Count the lines in the records below that contain the string "positive", and give only that number.

Data to use:
::::

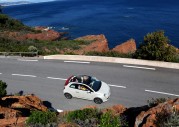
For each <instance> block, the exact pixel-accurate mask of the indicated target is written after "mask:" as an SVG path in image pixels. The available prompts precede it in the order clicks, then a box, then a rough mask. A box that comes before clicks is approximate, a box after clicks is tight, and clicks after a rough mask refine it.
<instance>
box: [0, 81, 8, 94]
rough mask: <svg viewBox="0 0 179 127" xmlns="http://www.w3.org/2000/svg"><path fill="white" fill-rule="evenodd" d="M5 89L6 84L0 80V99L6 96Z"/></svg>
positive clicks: (5, 89) (5, 87) (5, 88)
mask: <svg viewBox="0 0 179 127" xmlns="http://www.w3.org/2000/svg"><path fill="white" fill-rule="evenodd" d="M6 88H7V84H6V83H5V82H3V81H2V80H0V97H4V96H6V94H7V92H6Z"/></svg>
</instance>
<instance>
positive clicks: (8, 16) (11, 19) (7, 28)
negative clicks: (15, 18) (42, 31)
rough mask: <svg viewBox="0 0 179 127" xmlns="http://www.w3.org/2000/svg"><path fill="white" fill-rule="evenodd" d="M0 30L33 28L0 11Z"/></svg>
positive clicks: (18, 30) (33, 31) (12, 29)
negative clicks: (28, 26) (4, 13)
mask: <svg viewBox="0 0 179 127" xmlns="http://www.w3.org/2000/svg"><path fill="white" fill-rule="evenodd" d="M0 30H10V31H14V30H18V31H19V30H24V31H31V32H35V30H34V29H32V28H31V27H28V26H25V25H24V24H23V23H21V22H20V21H19V20H15V19H12V18H10V17H9V16H7V15H5V14H1V13H0Z"/></svg>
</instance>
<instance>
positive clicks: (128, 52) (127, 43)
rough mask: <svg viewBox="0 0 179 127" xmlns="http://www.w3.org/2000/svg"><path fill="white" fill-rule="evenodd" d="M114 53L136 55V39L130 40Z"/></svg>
mask: <svg viewBox="0 0 179 127" xmlns="http://www.w3.org/2000/svg"><path fill="white" fill-rule="evenodd" d="M112 51H116V52H119V53H134V52H135V51H136V43H135V40H134V39H130V40H128V41H126V42H124V43H122V44H120V45H117V46H116V47H115V48H113V49H112Z"/></svg>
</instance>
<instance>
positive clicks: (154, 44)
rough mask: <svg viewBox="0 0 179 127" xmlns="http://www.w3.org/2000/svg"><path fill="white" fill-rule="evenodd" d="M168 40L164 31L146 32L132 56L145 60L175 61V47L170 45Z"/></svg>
mask: <svg viewBox="0 0 179 127" xmlns="http://www.w3.org/2000/svg"><path fill="white" fill-rule="evenodd" d="M169 42H170V40H169V39H168V37H166V36H165V35H164V31H156V32H153V33H148V34H147V35H146V36H145V37H144V41H143V43H141V44H140V46H139V48H138V49H137V51H136V53H135V55H134V57H135V58H139V59H147V60H160V61H168V62H173V61H176V56H177V51H176V48H174V47H173V46H171V45H170V44H169Z"/></svg>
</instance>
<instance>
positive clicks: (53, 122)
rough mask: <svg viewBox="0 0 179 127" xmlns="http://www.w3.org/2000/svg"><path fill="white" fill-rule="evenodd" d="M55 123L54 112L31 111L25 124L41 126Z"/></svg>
mask: <svg viewBox="0 0 179 127" xmlns="http://www.w3.org/2000/svg"><path fill="white" fill-rule="evenodd" d="M53 123H57V115H56V113H55V112H51V111H47V112H43V111H37V110H36V111H32V113H31V115H30V116H29V118H28V119H27V125H30V126H34V125H36V126H37V125H38V126H42V125H48V124H53Z"/></svg>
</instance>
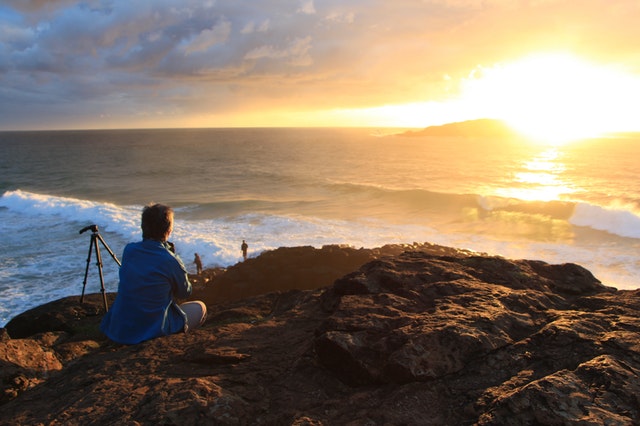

::::

Output of the exercise:
6